(Segmentation dataset records)
(begin)

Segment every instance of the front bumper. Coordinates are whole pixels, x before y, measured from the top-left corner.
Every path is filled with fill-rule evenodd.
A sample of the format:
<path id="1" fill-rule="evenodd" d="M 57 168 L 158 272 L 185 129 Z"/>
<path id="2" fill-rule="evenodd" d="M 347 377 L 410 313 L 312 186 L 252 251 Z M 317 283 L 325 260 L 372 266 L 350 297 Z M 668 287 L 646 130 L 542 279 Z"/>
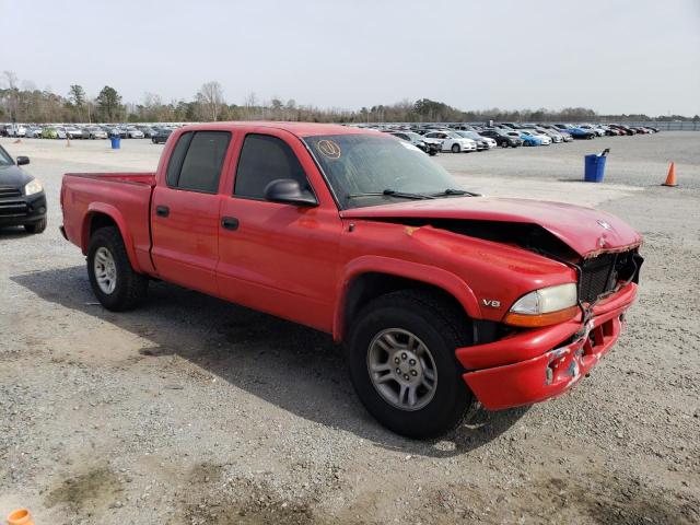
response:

(end)
(begin)

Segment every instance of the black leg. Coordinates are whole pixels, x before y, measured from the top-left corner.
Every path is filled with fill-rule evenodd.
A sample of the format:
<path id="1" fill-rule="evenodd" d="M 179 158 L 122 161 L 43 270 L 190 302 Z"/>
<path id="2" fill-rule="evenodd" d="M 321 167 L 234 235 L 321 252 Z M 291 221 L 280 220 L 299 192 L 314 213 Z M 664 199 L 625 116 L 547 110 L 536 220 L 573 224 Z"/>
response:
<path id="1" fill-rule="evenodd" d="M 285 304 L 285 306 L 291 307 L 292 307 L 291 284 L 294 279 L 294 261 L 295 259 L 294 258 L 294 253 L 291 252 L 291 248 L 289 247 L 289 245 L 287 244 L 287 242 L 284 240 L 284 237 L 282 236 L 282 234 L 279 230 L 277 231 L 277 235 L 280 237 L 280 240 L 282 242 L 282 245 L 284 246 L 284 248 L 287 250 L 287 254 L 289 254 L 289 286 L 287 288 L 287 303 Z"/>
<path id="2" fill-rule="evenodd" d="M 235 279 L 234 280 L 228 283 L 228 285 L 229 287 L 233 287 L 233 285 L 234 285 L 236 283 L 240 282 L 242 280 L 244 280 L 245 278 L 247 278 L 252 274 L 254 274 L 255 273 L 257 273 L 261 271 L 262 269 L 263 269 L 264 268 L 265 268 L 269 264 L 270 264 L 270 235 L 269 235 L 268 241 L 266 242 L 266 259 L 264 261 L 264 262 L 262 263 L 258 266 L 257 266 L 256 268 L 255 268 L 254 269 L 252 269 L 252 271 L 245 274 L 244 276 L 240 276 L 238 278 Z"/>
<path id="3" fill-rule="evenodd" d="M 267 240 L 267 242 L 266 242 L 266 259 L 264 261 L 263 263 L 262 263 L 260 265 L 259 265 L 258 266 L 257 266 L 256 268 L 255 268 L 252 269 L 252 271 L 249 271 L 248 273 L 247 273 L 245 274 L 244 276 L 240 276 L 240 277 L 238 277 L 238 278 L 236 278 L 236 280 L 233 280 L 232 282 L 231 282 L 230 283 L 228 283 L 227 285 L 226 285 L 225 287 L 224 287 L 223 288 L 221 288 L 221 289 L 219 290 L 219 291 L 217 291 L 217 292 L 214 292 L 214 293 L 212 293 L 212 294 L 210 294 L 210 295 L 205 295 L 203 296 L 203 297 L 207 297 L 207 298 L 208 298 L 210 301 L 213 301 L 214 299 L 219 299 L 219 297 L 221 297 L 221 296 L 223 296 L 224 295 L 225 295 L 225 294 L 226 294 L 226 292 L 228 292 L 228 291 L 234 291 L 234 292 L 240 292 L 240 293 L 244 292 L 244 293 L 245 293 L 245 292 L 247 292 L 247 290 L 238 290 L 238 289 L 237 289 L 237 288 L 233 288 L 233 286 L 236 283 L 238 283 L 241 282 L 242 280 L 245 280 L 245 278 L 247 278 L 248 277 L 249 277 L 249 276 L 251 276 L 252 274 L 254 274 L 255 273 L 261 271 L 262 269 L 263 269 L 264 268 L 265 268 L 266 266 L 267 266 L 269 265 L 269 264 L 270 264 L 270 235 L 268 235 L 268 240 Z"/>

(end)

> WHAT NEEDS TO BE DONE: Please rewrite the data from the line with "Segment every instance of the black" to the line with "179 158 L 122", substituting "white" for "black" and leaving everything else unchanged.

> FINAL RESULT:
Segment every instance of the white leg. Coordinates are whole pixels, x before y, measured from the top-left corner.
Every path is filled with fill-rule evenodd.
A sample of the format:
<path id="1" fill-rule="evenodd" d="M 179 158 L 122 161 L 43 270 L 190 302 Z"/>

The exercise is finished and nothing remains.